** Task requirements **
Reproduce the full set of records that follow, exactly as shown.

Items from a dataset
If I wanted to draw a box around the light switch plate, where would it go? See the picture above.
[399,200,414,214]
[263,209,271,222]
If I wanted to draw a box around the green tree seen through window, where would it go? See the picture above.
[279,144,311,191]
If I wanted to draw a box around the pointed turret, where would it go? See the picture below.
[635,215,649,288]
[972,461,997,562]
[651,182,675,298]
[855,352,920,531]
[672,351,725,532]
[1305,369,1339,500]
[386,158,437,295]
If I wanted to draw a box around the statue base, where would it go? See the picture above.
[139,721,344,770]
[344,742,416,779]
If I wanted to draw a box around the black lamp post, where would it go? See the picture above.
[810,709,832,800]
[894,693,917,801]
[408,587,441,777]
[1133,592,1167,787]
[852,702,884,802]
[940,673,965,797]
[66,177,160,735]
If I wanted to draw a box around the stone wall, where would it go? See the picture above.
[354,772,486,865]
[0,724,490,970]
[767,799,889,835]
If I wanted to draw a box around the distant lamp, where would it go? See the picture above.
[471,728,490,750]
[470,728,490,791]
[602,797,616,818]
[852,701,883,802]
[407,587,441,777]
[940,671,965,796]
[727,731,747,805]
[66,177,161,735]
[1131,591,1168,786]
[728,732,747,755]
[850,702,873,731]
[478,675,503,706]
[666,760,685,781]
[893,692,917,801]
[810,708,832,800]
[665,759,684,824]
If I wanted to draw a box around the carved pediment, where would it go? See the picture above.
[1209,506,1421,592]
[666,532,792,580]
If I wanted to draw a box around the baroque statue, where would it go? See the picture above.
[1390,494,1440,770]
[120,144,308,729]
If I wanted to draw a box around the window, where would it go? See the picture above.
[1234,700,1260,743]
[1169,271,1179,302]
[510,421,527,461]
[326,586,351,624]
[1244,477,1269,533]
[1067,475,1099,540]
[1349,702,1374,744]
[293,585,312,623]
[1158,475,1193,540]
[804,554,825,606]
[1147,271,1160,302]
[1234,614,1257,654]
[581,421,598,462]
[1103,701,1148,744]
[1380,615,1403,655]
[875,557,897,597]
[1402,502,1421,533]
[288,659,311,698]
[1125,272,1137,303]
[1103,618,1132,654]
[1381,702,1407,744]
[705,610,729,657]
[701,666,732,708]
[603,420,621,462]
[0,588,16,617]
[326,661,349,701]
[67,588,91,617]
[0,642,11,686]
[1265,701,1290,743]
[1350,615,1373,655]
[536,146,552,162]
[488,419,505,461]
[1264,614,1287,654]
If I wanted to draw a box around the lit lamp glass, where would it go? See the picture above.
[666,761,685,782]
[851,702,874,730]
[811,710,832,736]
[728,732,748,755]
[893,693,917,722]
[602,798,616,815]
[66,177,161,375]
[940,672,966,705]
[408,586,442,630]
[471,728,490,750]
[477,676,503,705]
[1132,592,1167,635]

** Written answer **
If I wanted to draw a box around the light switch plate, where would it go? See the picture above.
[399,200,414,214]
[263,209,271,222]
If I wanted to draw a box around the green tree seen through window, where would it go? See the picture above.
[279,144,311,191]
If I wanted to draw a box around the pointed turret, where would it go? See the picture below.
[635,215,649,288]
[972,461,997,562]
[651,182,675,298]
[855,352,920,531]
[672,351,725,532]
[1305,369,1339,500]
[386,158,437,295]
If I wanted to draw a box around the statue base, where would it go? See the picture above.
[139,721,344,770]
[344,742,416,779]
If I wanted to draw a box around the black lamp post, where would it go? See the picture above.
[810,709,832,800]
[894,693,917,801]
[408,587,441,777]
[1133,592,1167,787]
[852,702,884,802]
[940,673,965,797]
[66,177,160,735]
If I wanted to draw a box around the stone wall, where would it go? See the picture above.
[354,772,486,865]
[0,724,490,970]
[767,799,889,835]
If I wanted to draw a box around the distant lamp, where would it go? See the picture above.
[471,728,490,750]
[470,728,490,791]
[602,797,616,818]
[852,701,883,802]
[407,587,441,777]
[940,671,965,796]
[727,731,747,805]
[66,177,161,735]
[1131,591,1168,786]
[728,732,747,755]
[850,702,873,731]
[478,675,503,706]
[666,760,685,781]
[893,692,917,801]
[810,708,832,800]
[665,759,684,824]
If I wanted to draw a box around the carved pediment, where would it go? See the picture above.
[1209,506,1421,592]
[666,532,792,580]
If I wanted to draw a box around the baroque statue, where would it go? See the picture above.
[1390,494,1440,770]
[120,144,308,729]
If I wanted to draw a box around the window, where would it go? See the picture above.
[1234,700,1260,743]
[1169,271,1179,302]
[510,421,527,461]
[326,586,351,624]
[1244,477,1269,533]
[1067,475,1099,540]
[1349,702,1374,744]
[293,585,312,623]
[1158,475,1193,540]
[804,554,825,606]
[1147,271,1160,302]
[1234,614,1257,654]
[581,421,598,462]
[1103,701,1148,744]
[1380,615,1403,655]
[875,557,897,597]
[1402,502,1421,533]
[288,659,311,698]
[1125,272,1137,303]
[1103,618,1132,654]
[1381,702,1407,744]
[705,610,729,657]
[701,666,732,708]
[603,420,621,462]
[0,588,16,617]
[326,661,349,701]
[67,588,91,617]
[0,642,11,686]
[1265,701,1290,743]
[1350,615,1373,655]
[536,146,552,162]
[488,419,505,461]
[1264,614,1287,654]
If I wanted to draw a box around the lit lamp glass, where would it go? See the picture above.
[666,761,685,782]
[851,702,874,730]
[811,710,832,736]
[728,732,748,755]
[893,693,917,722]
[602,798,616,815]
[66,177,161,375]
[940,672,966,705]
[408,586,442,630]
[471,728,490,750]
[477,676,503,705]
[1132,592,1167,635]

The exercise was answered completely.